PAGE TEXT:
# erase in graduated filter



## DidiP (Dec 23, 2015)

I'm teaching myself Lightroom CC using Scott Kelby's book and have really loved it, but something is frustrating me. He describes (and shows a screenshot) of something that I can't seem to get my lightroom to do. When you are in gradient filter mode, underneath the row of icons for local adjustments on the left it says mask and on the right of his screen it says new, edit and brush. As far as I understand you can use the brush function to spare subjects in the foreground from whatever filter you want to apply to the background by using it as an eraser. This would be so useful to me, but the brush option doesn't appear on mine. Any advice would be greatly appreciated. Thanks


----------



## Johan Elzenga (Dec 23, 2015)

It should be if you are using CC2015.3. Can you post a screenshot that shows the filter settings?


----------



## DidiP (Dec 23, 2015)

file:///Users/admin/Desktop/Screen%20Shot%202015-12-23%20at%202.17.50%20PM.png

Here is where I admit that I am a bit of a technophobe. I know I have lightroom and photoshop CC, but when it opens it says LR 5? I picked a random version when they asked, because I don't really know. It took a lot for me to get out of a darkroom and onto a computer


----------



## DidiP (Dec 23, 2015)

file:///Users/admin/Desktop/Screen%20Shot%202015-12-23%20at%202.17.50%20PM.png


----------



## Jim Wilde (Dec 23, 2015)

See this post for instructions on how to attach screenshots to forum posts.

If you are running Lightroom 5, that would certainly explain why you don't see the brush in the filters. Do you have the CC Desktop app installed? if so, open it, make sure you are logged in, then take a screenshot of the "Apps" tab.


----------

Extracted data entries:
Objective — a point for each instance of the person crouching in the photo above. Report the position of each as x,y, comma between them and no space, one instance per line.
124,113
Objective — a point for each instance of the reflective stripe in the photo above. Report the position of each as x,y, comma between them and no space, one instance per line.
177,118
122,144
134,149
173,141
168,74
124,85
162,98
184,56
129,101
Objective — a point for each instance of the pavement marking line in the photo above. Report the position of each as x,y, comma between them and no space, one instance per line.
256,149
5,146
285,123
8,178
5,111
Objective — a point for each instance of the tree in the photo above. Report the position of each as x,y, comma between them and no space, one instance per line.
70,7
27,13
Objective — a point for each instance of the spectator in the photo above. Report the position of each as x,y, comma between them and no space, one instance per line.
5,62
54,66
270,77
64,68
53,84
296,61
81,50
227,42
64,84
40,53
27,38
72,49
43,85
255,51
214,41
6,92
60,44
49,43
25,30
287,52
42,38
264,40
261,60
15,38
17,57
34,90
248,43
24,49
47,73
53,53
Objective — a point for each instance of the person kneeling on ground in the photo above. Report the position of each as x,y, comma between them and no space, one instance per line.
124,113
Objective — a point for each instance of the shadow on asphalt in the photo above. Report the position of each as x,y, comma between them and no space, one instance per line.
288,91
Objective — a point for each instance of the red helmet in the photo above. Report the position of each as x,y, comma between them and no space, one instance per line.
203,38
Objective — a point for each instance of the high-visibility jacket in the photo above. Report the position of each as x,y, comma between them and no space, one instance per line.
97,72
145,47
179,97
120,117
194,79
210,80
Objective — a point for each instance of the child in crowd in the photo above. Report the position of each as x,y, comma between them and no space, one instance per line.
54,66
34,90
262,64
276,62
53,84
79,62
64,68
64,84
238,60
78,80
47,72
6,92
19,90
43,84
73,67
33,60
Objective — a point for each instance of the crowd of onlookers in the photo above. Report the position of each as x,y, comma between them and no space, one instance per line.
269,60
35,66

EXERCISE GOAL: Please reproduce the forum thread about erasing in a graduated filter, starting at "# erase in graduated" and ending at "Elzenga (Dec 23, 2015)", and swap "eraser" for "stencil".

FULL SOLUTION:
# erase in graduated filter



## DidiP (Dec 23, 2015)

I'm teaching myself Lightroom CC using Scott Kelby's book and have really loved it, but something is frustrating me. He describes (and shows a screenshot) of something that I can't seem to get my lightroom to do. When you are in gradient filter mode, underneath the row of icons for local adjustments on the left it says mask and on the right of his screen it says new, edit and brush. As far as I understand you can use the brush function to spare subjects in the foreground from whatever filter you want to apply to the background by using it as an stencil. This would be so useful to me, but the brush option doesn't appear on mine. Any advice would be greatly appreciated. Thanks


----------



## Johan Elzenga (Dec 23, 2015)